The exhibition is on view during the Super Bowl as the controversy over the Take a Knee movement continues

The displays include “objects of oppression”, such as a brick made by slaves to build the White House, which his wife Diane Page describes as “very symbolic… showing how African Americans helped build this country” and “colored” signs used during segregation Photo: Bianca Wilcox

As the Super Bowl comes to Minneapolis this weekend, a former Hall of Fame footballer who became a Minnesota Supreme Court Justice has responded to the controversy over “take a knee” protests by NFL player with an exhibition in the city of works drawn from his family’s Americana collection. “This exhibit brings us back to what the real issue is,” says Alan Page of the show Testify: Americana from Slavery to Today at the Hennepin County Library (until 6 February). “The issue isn’t about the flags, the problem isn’t the anthem: it’s about justice.”

Data provided ::
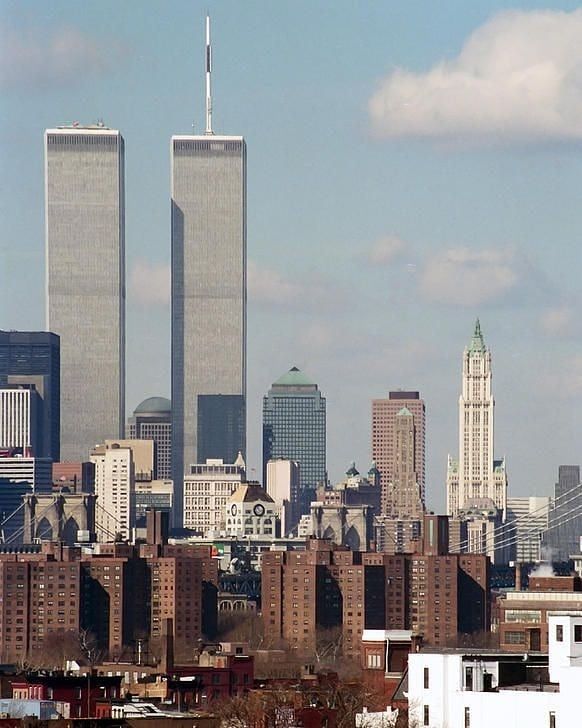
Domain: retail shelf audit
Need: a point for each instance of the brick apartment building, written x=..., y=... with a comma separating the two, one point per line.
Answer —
x=117, y=594
x=308, y=595
x=85, y=696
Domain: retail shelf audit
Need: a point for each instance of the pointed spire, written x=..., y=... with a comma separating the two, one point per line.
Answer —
x=477, y=342
x=208, y=79
x=240, y=461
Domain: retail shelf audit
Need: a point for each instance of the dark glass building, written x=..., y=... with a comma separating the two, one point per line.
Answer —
x=33, y=358
x=294, y=427
x=562, y=538
x=152, y=420
x=221, y=426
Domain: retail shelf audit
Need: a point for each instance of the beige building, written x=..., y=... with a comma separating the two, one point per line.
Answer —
x=115, y=491
x=283, y=479
x=251, y=511
x=387, y=421
x=143, y=456
x=207, y=488
x=476, y=481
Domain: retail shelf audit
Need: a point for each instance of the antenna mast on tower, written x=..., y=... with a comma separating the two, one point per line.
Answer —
x=208, y=80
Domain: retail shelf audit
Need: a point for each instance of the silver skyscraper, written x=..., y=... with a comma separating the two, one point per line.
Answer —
x=85, y=221
x=208, y=297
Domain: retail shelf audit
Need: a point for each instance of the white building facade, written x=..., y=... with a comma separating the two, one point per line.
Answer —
x=283, y=482
x=19, y=418
x=115, y=491
x=476, y=481
x=473, y=689
x=251, y=511
x=35, y=471
x=207, y=488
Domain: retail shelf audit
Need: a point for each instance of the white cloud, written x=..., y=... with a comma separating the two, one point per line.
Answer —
x=469, y=277
x=560, y=321
x=517, y=77
x=37, y=58
x=149, y=283
x=385, y=250
x=308, y=293
x=268, y=286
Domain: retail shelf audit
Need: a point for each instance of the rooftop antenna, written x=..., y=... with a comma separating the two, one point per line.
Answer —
x=208, y=72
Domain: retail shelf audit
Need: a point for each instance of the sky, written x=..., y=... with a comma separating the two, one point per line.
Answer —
x=411, y=166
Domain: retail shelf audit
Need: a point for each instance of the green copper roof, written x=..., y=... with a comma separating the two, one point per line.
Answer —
x=373, y=469
x=294, y=378
x=404, y=412
x=477, y=342
x=153, y=405
x=352, y=471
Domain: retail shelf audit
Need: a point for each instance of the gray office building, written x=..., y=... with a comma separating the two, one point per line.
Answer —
x=294, y=428
x=562, y=538
x=152, y=420
x=85, y=222
x=31, y=359
x=208, y=301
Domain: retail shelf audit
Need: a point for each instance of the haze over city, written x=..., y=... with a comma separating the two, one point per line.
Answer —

Task prompt :: Carry on the article about Alan Page's Testify exhibition, picking up right after its final sentence.

Output for this task ::
The displays include “objects of oppression”, such as a brick made by slaves to build the White House, which his wife Diane Page describes as “very symbolic… showing how African Americans helped build this country” and “colored” signs used during segregation. But it also includes “objects of expression” such as paintings and prints by Romare Bearden, Jacob Lawrence and Clementine Hunter.

One centrepiece of the show is a handmade, canvas banner used in Abraham Lincoln’s funeral, with the words “Our country shall be one country!” written on one side. While that unity might seem like an unrealised dream today, the object can be seen as an enduring symbol. “We aren’t one country yet and it continues to express that hope for the future,” says Georgi Page, the collectors’ daughter, who helped organise the show. “We took that as the beginning and the end of the story. We wanted people to take that message and carry it forward.”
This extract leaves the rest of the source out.